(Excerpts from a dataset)
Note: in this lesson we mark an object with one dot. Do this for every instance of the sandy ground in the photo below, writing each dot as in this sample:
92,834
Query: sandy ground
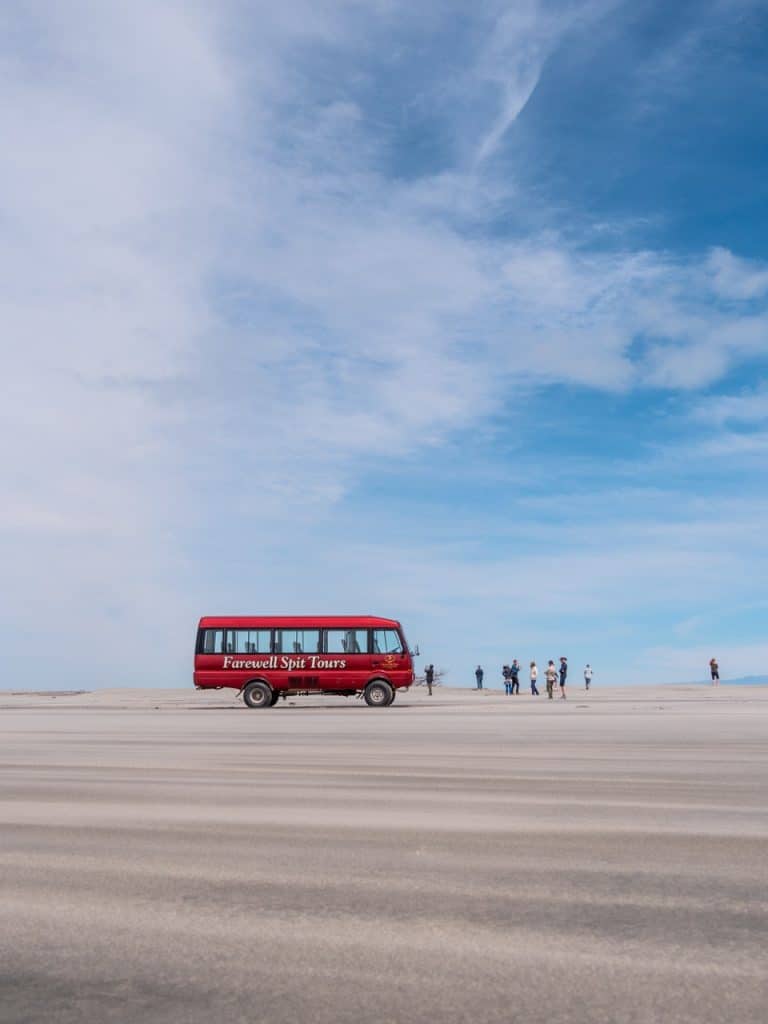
171,856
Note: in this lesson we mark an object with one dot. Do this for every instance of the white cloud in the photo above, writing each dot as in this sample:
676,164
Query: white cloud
220,307
736,279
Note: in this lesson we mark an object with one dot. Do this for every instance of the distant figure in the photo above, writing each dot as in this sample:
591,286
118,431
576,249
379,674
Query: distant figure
551,677
514,676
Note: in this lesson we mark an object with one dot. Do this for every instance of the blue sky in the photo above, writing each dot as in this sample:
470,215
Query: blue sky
453,313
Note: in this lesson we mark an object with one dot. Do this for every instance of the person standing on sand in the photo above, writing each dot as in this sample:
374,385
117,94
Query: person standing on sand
534,677
551,676
514,677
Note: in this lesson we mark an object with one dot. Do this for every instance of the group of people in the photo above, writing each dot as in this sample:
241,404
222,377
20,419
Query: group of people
553,676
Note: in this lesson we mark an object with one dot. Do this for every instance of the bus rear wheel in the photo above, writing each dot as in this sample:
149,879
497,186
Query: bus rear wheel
378,693
258,695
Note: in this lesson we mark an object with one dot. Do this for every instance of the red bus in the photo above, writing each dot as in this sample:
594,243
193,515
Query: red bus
266,657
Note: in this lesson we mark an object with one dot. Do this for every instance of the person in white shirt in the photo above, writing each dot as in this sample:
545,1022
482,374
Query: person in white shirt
551,675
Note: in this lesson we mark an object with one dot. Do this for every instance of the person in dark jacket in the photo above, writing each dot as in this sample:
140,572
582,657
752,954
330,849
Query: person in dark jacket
514,677
534,679
429,678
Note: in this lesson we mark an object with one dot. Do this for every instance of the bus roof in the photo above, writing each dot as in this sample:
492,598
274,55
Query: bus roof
297,622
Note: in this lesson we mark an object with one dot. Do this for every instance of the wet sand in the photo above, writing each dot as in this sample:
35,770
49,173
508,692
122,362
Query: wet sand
173,856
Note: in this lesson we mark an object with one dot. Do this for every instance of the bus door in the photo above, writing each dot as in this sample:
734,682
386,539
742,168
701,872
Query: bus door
388,652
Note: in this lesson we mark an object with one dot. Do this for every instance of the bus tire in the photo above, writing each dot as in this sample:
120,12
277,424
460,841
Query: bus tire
258,694
378,693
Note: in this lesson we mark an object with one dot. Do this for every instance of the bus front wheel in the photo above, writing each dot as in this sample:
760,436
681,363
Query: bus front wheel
378,693
258,695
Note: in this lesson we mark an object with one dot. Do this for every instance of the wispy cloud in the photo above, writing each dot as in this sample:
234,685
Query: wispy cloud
226,302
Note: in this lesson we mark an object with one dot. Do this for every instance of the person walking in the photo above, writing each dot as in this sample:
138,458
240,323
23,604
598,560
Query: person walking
534,678
514,677
551,676
429,678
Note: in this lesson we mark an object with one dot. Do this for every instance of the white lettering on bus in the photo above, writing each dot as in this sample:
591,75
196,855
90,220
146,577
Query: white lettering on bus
285,663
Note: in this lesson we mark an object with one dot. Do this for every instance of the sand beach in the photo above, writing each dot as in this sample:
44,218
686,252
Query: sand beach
169,855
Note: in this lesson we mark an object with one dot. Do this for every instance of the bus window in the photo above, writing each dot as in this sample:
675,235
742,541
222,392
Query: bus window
212,642
248,641
387,642
346,641
297,641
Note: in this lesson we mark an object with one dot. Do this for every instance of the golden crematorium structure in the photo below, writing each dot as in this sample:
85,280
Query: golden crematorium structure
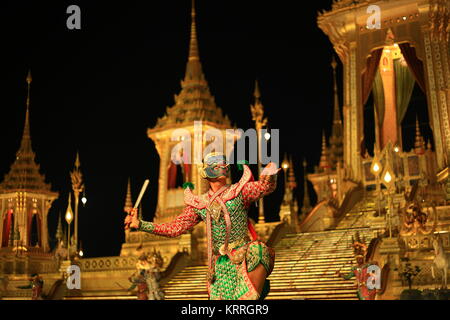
382,213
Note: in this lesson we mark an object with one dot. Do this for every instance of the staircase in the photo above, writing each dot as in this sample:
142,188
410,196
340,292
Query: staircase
306,267
188,284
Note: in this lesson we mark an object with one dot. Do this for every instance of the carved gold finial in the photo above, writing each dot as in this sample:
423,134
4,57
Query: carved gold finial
77,160
333,62
128,200
324,160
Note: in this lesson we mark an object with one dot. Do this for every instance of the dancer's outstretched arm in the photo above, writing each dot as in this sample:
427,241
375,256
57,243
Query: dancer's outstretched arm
253,191
185,221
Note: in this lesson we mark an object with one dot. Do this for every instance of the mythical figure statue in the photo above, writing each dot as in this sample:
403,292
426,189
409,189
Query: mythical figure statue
147,277
414,220
361,271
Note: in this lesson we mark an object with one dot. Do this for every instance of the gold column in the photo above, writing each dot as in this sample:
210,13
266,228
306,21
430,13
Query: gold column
77,187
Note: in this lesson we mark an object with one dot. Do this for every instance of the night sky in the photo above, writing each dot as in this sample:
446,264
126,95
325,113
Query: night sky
98,89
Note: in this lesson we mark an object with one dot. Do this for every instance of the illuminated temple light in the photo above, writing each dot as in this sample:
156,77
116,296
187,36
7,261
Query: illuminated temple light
387,177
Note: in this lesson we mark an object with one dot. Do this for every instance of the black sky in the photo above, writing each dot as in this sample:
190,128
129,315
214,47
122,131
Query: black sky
98,89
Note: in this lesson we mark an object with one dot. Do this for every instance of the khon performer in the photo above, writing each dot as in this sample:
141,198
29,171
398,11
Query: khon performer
238,263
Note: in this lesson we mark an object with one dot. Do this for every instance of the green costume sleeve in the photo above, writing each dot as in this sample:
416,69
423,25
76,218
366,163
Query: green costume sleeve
146,226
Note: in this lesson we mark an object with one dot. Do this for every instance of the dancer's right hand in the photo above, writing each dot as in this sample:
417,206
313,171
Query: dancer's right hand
131,220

— Your objective —
Without the pictures, return the entries exactly as they appear.

— Solution to this exercise —
Note: in this lesson we mark an object with one dot. Do this for every instance of the sandy ground in the photo below, writing each dot as in this sample:
92,834
Query: sandy ground
171,856
Note: in this lesson we mark an object with one dot. Do this for every instance of the white cloud in the photo above, writing each dot as in this sample:
676,164
Query: white cloud
220,307
736,279
Note: in this lesson we mark an object with one dot. Do this for every instance of the distant figure in the photo above, writing each dot as in this sample:
591,286
118,431
576,249
379,674
Query: distant figure
551,677
514,676
Note: in this lesson we mark an object with one dot. Do this for every instance of the blue sky in the photo above, writing each dot as in this sample:
470,215
Query: blue sky
453,313
Note: in this lesson we mark an object with one dot. Do this for every instance of the person standing on sand in the photo above, writing each dot as in this sample:
374,385
117,94
Query: person standing on sand
534,677
551,676
514,677
Note: in this lesson we mark an object with one dot. Do this for every instance of the group of people in the photo above, writing each dot as in this sample:
241,404
222,377
20,419
Query: group of people
553,676
Note: in this lesson we mark an object with one dot. Do this for every instance of the bus rear wheel in the photo above, writing each dot as in this sample:
149,879
497,186
Query: bus rear wheel
378,693
258,695
Note: in this lesson we mark an object with one dot. Do this for every instance of the red bus in the photo above, writing each dot as in this sample:
594,243
193,515
Query: red bus
266,657
Note: in this lesson we mark an object with one dot. Do this for every instance of the person in white shirt in the photo above, writing each dot as in this sample:
545,1022
482,374
Query: person in white shirt
551,675
Note: in this lesson we mark an object with one dot. Do this for every instance of the person in dark jacket in the photo above, writing each dot as in this sample:
140,572
582,657
752,954
330,849
Query: person in dark jacket
514,677
534,679
429,678
Note: in this lesson we mark an object with one dot. Do this for every instance of the bus roof in the photo above, writing each dot as in this sample:
492,598
274,55
Query: bus roof
297,622
Note: in this lesson we mark an object with one dot. Do this for every instance of the wet sand in the photo above, writing each dot as in this sample:
35,770
49,173
508,692
122,362
Query: wet sand
173,856
Note: in this lesson we mark an object with one dot. Do this for every instance of the bus door in the photo above, writing each dot as in this sample:
734,682
386,539
742,168
701,872
Query: bus door
388,652
Note: in this lesson we mark an object with one dot. Do this for every instance of the bus tire in the photo above, writing each dot as in this sample:
120,12
277,424
460,841
Query: bus tire
258,694
378,693
Note: in this lesson we mark an object with one dot. Do this for every instance of the bus front wheel in the photo above, writing each dot as in this sample:
760,436
681,363
Query: bus front wheel
378,693
258,695
Note: in this lesson we mark an object with one dot. Do this for every instance of the wispy cloud in the photo above, writing each dot as in this sample:
234,685
Query: wispy cloud
226,302
Note: in this lesson we mark an object with one dot. Do this for every instance of the person walking in the photo above, writing each dot as in this sample:
138,458
240,323
23,604
598,560
Query: person walking
534,678
514,677
551,676
429,678
Note: in this lesson we mark an object with one dot. Do this for every instance of the white lettering on bus in the photo above, writing each dot as in this sample:
591,75
196,855
90,220
146,577
Query: white lettering on bus
285,663
Note: in this lesson we mark an object with one dot. Do this for every instance of the sand beach in the photo above, writing each dot as in this sample:
44,218
686,252
Query: sand beach
169,855
Note: in this lesson we mark an object with one dot. Do this for every instance of the bus window in the photo above, writing each dot as in this sample:
675,235
742,541
222,392
Query: bus window
212,642
248,641
387,642
346,641
297,641
Note: in this lesson we mark an object with one dot. Do this for every instance of the golden crematorium structure in the photo below, writing each dot as in this sample:
85,280
Query: golden crematorium structure
382,213
Note: in this lesson we mark an object with one dot. Do this for every instance of the staircase in the photo above, writing each dot as in this sample:
142,188
410,196
340,292
Query: staircase
306,267
188,284
Note: in this lesson we mark an object with one dot. Do this for every instance of the carved gold finial in the photo above, writing each dot as in this sample:
423,134
4,57
Query: carved gold finial
77,160
333,62
128,200
324,160
Note: in this lesson we mark an object with one dot. Do this for every instance of the dancer's outstretched arm in the photo above, writing each dot as in this sample:
427,241
375,256
57,243
Query: dancer's outstretched arm
253,191
185,221
Note: in this lesson we mark an object with one dot. Do this for every instance of the mythical figure statue in the photo above, writing each dot as in this sample:
403,292
426,189
409,189
Query: mythical figure statue
147,277
414,220
361,271
Note: in this lesson we mark an object with one dot. Do this for every instance of the gold column in the photo above, writing each dot as in this sample:
210,13
266,228
306,21
430,13
Query: gold column
77,187
Note: in this lesson we mark an object with one dot. Do this for every instance of the night sky in the photo above, writing each dot as in this sample:
446,264
126,95
325,113
Query: night sky
98,89
Note: in this lesson we mark an object with one dot. Do this for every instance of the illuminated temple light in the photo above, writing each dot as in this sample:
156,77
116,296
187,36
7,261
Query: illuminated temple light
387,177
Note: in this lesson we mark an object with one dot. Do this for every instance of the black sky in the photo above, writing each dot as in this sample:
190,128
129,315
214,47
122,131
Query: black sky
98,89
Note: in this lesson we mark an object with one dot. Do this for every instance of the khon performer in the photo above, writing each dot as in this sample:
141,198
29,171
398,11
Query: khon performer
238,263
Note: in this lesson we mark an object with one dot. Do this for every instance of the green costume sleeve in the photo above, writing each dot as in this sample:
416,69
423,25
76,218
366,163
Query: green costume sleeve
146,226
Note: in this lesson we mark an object with one dot. Do this for every instance of the dancer's right hand in the photo above, writing each dot as in this sample:
417,206
313,171
Query: dancer's right hand
131,220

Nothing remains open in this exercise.